Task prompt:
Reproduce every line of the records below word for word, but omit the pictures from your answer.

[Collected data]
+---+

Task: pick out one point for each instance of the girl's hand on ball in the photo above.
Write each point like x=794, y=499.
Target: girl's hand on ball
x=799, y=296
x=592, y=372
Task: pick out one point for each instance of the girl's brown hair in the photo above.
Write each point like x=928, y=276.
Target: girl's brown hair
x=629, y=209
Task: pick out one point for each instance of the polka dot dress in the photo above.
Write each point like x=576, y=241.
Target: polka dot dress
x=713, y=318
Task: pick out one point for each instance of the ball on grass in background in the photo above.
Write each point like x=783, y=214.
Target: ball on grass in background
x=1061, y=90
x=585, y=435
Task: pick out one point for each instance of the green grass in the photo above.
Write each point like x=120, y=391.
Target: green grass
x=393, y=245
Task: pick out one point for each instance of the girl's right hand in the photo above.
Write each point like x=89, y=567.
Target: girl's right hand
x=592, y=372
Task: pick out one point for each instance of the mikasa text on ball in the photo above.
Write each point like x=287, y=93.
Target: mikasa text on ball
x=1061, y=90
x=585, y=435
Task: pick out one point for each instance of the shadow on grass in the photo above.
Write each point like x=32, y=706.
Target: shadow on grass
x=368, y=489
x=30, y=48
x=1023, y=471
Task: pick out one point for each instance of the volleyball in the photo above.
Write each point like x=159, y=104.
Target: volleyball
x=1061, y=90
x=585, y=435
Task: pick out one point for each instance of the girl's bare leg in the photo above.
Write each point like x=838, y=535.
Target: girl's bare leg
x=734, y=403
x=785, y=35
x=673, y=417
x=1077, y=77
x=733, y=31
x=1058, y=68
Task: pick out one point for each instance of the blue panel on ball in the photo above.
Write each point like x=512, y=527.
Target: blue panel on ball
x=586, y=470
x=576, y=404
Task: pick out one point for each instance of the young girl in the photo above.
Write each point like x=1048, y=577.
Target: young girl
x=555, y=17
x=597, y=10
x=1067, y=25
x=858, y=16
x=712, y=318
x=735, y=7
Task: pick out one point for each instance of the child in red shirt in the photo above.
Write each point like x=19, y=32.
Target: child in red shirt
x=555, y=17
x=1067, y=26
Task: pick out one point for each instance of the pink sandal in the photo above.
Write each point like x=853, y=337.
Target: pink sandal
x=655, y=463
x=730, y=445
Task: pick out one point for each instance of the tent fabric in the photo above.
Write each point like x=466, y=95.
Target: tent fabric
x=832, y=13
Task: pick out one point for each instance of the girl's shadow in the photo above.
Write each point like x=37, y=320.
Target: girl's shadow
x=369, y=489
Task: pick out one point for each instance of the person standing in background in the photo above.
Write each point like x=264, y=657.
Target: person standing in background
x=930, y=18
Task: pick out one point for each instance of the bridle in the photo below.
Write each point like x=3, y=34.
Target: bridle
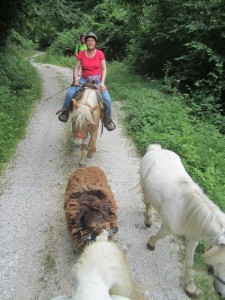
x=211, y=271
x=79, y=134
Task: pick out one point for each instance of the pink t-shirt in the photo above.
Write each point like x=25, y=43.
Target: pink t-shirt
x=91, y=66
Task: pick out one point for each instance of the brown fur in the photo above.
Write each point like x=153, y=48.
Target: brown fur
x=89, y=205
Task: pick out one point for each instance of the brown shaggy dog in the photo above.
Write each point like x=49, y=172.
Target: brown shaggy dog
x=89, y=205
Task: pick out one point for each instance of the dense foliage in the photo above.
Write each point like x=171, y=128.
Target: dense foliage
x=20, y=86
x=153, y=117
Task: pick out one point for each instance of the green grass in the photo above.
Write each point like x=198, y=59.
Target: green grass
x=20, y=87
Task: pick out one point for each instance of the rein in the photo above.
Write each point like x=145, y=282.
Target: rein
x=219, y=279
x=212, y=272
x=79, y=134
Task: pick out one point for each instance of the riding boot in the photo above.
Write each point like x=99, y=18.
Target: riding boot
x=108, y=122
x=64, y=113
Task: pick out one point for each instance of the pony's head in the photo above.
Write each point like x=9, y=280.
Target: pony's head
x=82, y=124
x=215, y=257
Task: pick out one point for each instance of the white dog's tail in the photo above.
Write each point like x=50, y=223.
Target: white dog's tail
x=154, y=147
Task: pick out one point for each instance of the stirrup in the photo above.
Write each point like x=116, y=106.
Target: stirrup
x=110, y=126
x=63, y=117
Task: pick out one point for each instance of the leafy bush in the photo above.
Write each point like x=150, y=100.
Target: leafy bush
x=155, y=117
x=19, y=87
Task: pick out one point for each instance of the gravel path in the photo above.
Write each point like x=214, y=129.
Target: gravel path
x=36, y=251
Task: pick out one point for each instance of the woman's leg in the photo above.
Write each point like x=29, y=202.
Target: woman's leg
x=71, y=91
x=107, y=100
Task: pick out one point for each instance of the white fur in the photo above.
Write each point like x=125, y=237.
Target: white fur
x=102, y=273
x=184, y=210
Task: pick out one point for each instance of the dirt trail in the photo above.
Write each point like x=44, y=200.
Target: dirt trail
x=36, y=251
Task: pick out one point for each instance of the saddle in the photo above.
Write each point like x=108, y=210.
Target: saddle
x=105, y=116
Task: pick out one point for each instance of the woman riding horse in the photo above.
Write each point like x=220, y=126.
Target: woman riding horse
x=93, y=66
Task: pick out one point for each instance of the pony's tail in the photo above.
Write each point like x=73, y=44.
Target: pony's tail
x=154, y=147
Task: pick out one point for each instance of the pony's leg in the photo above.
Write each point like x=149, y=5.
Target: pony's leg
x=92, y=148
x=189, y=285
x=163, y=231
x=148, y=214
x=148, y=209
x=83, y=152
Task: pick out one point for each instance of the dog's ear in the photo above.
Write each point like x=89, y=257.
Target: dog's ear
x=75, y=103
x=221, y=241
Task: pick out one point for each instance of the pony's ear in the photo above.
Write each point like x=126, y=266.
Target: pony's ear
x=221, y=241
x=94, y=108
x=75, y=103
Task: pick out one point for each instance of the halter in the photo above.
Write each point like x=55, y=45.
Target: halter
x=211, y=271
x=79, y=134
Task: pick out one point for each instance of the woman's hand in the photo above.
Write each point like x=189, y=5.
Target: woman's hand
x=103, y=87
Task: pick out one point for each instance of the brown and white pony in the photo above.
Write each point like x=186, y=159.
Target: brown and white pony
x=85, y=123
x=89, y=205
x=185, y=210
x=103, y=273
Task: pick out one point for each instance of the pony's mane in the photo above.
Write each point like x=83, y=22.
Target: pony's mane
x=83, y=114
x=199, y=211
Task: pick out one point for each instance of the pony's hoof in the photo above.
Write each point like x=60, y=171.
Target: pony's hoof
x=191, y=292
x=148, y=225
x=151, y=248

+---+

Solution to this task:
Task: pick out one point for each instance of the girl's hand on ball in the photo above.
Write each point like x=794, y=499.
Target: girl's hand on ball
x=799, y=296
x=592, y=372
Task: pick out one point for each instance of the girl's brown hair in the photo above.
Write each point like x=928, y=276.
Target: girl's brown hair
x=629, y=209
Task: pick out one point for each instance of the polka dot dress in the photo above.
Write each point like x=576, y=241.
Target: polka dot dress
x=713, y=318
Task: pick out one point for each instance of the ball on grass in background in the photo above.
Write each point like x=783, y=214.
Target: ball on grass in background
x=1061, y=90
x=585, y=435
Task: pick out one point for each instance of the green grass in the photo above.
Write each point like x=120, y=391.
Target: green grass
x=393, y=245
Task: pick out one point for each instance of the girl's right hand in the photo above.
Write each point like x=89, y=567.
Target: girl's right hand
x=592, y=372
Task: pick out one point for each instance of the mikasa text on ball in the photo above.
Write each point like x=287, y=93.
Target: mikasa text on ball
x=1061, y=90
x=585, y=435
Task: pick out one point for each instance of the shadow on grass in the photo above.
Write each point like x=32, y=706.
Target: shadow on grass
x=368, y=489
x=30, y=48
x=1023, y=471
Task: pick out one point for each instance of the volleyball in the photo above.
Write each point like x=159, y=104.
Target: volleyball
x=1061, y=90
x=585, y=435
Task: pick out one point for each instance of the girl's bare leg in the photo above.
Write each point like x=838, y=535.
Target: girl's bare leg
x=734, y=403
x=785, y=35
x=673, y=417
x=1077, y=77
x=733, y=31
x=1058, y=68
Task: pick out one point for each instance of the blue panel on ball in the photo above.
Write each point like x=512, y=527.
Target: blue panel on ball
x=586, y=470
x=576, y=404
Task: pick out one point for each instance of the young girl in the photo above.
Write each point like x=1048, y=577.
Target: young girl
x=555, y=17
x=597, y=10
x=1067, y=25
x=858, y=16
x=712, y=318
x=735, y=7
Task: pick out one point for each instance of the child in red shirt in the photo above.
Write each point like x=19, y=32.
Target: child in red shirt
x=555, y=17
x=1067, y=26
Task: pick out one point for each instance of the pink sandal in the photo above.
Write each point like x=853, y=337.
Target: pink sandal
x=655, y=463
x=730, y=445
Task: pick out one point for each instance of the tent fabric in the photo above.
Write each point like x=466, y=95.
Target: tent fabric
x=832, y=13
Task: pick out one point for each instance of the girl's shadow in the photo above.
Write each point like x=37, y=320.
Target: girl's shadow
x=369, y=489
Task: pick out one point for each instance of the person standing in background in the photo above.
Write each point like x=264, y=657.
Target: person standing in background
x=930, y=18
Task: pick out one point for each instance of the bridle in the photo below.
Write each point like x=3, y=34.
Target: bridle
x=211, y=271
x=79, y=134
Task: pick out one point for each instance of the pink t-shirt in the photo above.
Write each point like x=25, y=43.
Target: pink t-shirt
x=91, y=66
Task: pick out one point for each instance of the brown fur in the photo above.
Write each point like x=153, y=48.
Target: brown fur
x=89, y=205
Task: pick out one point for each instance of the brown shaggy dog in the photo above.
Write each point like x=49, y=172.
Target: brown shaggy dog
x=89, y=205
Task: pick out one point for each instance of the dense foliage in the photo above.
Write each point like x=171, y=128.
Target: dense foliage
x=20, y=86
x=153, y=117
Task: pick out one point for each instance of the green grass in the photo above.
Write each point like x=198, y=59.
Target: green grass
x=20, y=87
Task: pick out one point for each instance of the rein in the photo above.
Write each point like x=145, y=282.
Target: rein
x=219, y=279
x=212, y=272
x=79, y=134
Task: pick out one point for each instance of the riding boot in the photo above.
Write each point like x=99, y=18.
Target: riding boot
x=108, y=122
x=64, y=113
Task: pick out one point for each instance of the pony's head in the photo above.
Write each point like x=9, y=280.
Target: pony's head
x=82, y=124
x=215, y=257
Task: pick out one point for each instance of the white dog's tail in the photo above.
Write each point like x=50, y=223.
Target: white dog's tail
x=154, y=147
Task: pick out one point for each instance of the stirrup in the photo above.
Write each point like x=116, y=106.
Target: stirrup
x=110, y=126
x=63, y=117
Task: pick out one point for each instance of the leafy bush in the photo above.
Write each point like x=150, y=100.
Target: leafy bush
x=155, y=117
x=19, y=87
Task: pick out one point for each instance of the gravel path in the photo above.
Write each point like x=214, y=129.
Target: gravel path
x=36, y=251
Task: pick out one point for each instance of the woman's leg in the photo above.
Write each point like x=29, y=202.
Target: woman's leg
x=71, y=91
x=107, y=100
Task: pick out one point for each instance of the white fur in the photo above.
Write each point like x=125, y=237.
Target: white fur
x=102, y=273
x=184, y=210
Task: pick out one point for each instance of the dirt trail in the photo above.
Write each point like x=44, y=200.
Target: dirt trail
x=36, y=251
Task: pick out one point for each instance of the saddle in the photo above.
Write each point like x=108, y=210.
Target: saddle
x=105, y=116
Task: pick out one point for each instance of the woman riding horse in the photo above.
Write each point like x=220, y=126.
Target: woman riding horse
x=93, y=66
Task: pick out one point for each instance of the pony's tail in the photo above.
Write each point like x=73, y=44.
Target: pony's tail
x=154, y=147
Task: pick out one point for each instance of the pony's leg in the photo above.
Write each point like x=149, y=5.
Target: pony's leg
x=92, y=148
x=189, y=285
x=163, y=231
x=148, y=214
x=148, y=209
x=83, y=152
Task: pick out one point for each instance of the dog's ear in the photo above.
Write each point like x=89, y=257.
Target: dog's ear
x=75, y=103
x=221, y=241
Task: pick out one point for each instance of the pony's ear in the photo above.
Write each point like x=126, y=266.
Target: pony's ear
x=221, y=241
x=94, y=108
x=75, y=103
Task: pick out one point for each instance of the halter in the photo above.
Write each point like x=55, y=45.
Target: halter
x=211, y=271
x=79, y=134
Task: pick out one point for each instance of the woman's hand in the photo above.
Write each point like x=189, y=5.
Target: woman's hand
x=103, y=87
Task: pick out one point for each instance of the brown and white pony in the photo above.
Write each point like x=186, y=159.
Target: brown and white pony
x=85, y=123
x=89, y=205
x=185, y=210
x=103, y=273
Task: pick out one point for each instance of the pony's mane in the photo above.
Write each point like x=83, y=22.
Target: pony's mane
x=83, y=114
x=199, y=211
Task: pick out one point for each instance of the pony's hoof in the photo above.
Write each point like x=60, y=171.
Target: pony's hoof
x=191, y=292
x=148, y=225
x=151, y=248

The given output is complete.